Rows:
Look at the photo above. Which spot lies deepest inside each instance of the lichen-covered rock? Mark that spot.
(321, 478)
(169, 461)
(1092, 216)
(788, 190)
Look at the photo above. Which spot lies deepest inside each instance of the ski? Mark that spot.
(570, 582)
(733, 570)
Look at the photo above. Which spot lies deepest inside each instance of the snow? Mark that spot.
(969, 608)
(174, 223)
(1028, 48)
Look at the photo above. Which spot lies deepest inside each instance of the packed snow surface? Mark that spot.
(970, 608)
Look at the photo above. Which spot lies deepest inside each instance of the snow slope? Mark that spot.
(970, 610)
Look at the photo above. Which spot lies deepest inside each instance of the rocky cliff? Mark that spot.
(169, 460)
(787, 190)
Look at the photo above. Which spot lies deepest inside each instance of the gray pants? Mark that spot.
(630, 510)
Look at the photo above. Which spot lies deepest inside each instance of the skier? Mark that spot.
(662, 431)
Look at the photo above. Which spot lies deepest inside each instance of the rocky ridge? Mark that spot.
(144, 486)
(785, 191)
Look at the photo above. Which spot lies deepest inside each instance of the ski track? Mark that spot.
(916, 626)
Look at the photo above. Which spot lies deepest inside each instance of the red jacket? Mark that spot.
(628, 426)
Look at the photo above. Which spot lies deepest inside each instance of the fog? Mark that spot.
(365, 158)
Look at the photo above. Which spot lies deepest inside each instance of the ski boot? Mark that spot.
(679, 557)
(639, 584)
==
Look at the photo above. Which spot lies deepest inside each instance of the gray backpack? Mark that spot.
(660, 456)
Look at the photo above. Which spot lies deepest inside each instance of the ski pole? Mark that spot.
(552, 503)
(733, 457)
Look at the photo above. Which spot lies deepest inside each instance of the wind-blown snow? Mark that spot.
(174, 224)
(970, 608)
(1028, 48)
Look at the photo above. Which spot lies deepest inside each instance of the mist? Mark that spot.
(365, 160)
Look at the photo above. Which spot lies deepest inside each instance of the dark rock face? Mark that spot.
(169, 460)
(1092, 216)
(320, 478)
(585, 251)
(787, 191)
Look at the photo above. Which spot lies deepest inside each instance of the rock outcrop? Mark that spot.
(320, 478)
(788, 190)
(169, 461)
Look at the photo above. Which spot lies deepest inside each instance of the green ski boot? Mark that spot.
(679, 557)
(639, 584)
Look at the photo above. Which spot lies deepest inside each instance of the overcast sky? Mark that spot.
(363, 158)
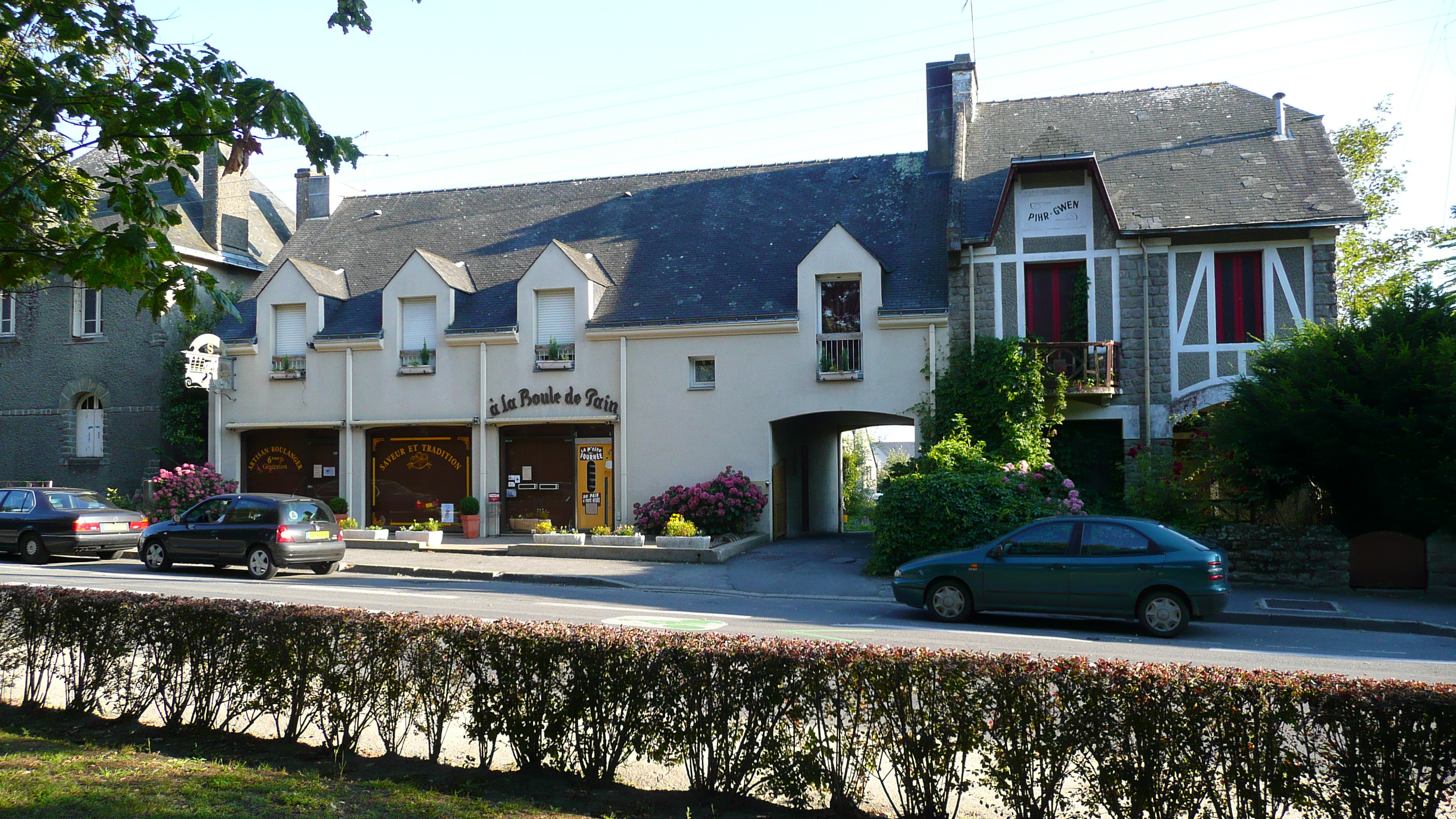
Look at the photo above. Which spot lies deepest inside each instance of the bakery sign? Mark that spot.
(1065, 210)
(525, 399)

Exercise description:
Pick out each line of the listing that contains the word "gray", matching case exactly, and copy those lines.

Written response:
Look at the photo above. Which spot lies deepest inside each instance of the gray pants? Mark that spot.
Look at the photo above. Which spot lies deepest inside each instance of the gray backpack? Mark that spot.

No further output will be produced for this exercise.